THE PROBLEM -
Locate each line in the data below that contains the string "ground" and copy those lines. Case matters.

Stored dataset items:
══════════
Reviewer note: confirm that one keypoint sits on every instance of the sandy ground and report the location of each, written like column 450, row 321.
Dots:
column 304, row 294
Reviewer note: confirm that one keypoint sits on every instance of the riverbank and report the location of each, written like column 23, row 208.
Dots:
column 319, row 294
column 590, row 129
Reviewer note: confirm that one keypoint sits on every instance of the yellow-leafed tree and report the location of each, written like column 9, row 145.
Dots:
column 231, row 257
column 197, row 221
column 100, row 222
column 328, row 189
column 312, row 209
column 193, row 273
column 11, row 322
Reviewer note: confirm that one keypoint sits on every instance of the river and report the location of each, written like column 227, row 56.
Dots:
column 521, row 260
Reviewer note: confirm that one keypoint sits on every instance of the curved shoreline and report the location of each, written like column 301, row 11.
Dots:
══════════
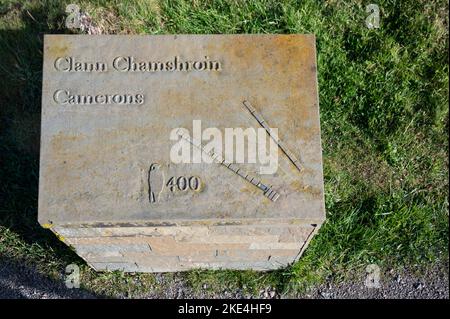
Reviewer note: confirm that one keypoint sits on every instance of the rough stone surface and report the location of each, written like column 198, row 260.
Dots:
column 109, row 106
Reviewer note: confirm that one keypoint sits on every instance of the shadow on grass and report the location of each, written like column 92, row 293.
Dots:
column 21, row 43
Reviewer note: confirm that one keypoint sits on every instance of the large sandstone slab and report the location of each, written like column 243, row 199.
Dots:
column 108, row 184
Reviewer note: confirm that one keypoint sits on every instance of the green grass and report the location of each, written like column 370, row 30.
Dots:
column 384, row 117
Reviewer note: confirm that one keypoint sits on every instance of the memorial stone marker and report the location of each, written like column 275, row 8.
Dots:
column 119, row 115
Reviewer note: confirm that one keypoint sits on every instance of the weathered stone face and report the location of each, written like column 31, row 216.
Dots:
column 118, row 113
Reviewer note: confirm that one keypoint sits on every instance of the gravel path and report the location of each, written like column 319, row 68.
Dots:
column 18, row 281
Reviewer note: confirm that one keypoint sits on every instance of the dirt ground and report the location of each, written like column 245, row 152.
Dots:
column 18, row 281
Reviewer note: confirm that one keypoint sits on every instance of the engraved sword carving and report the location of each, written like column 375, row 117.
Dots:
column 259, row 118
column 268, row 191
══════════
COMPLETE OUTPUT -
Reviewer note: confirm that one keypoint sits on every instance of the sandy ground and report the location of each, written like column 450, row 321.
Reviewer note: confirm that one keypoint sits on every instance of the dirt ground and report the location of each, written like column 245, row 152.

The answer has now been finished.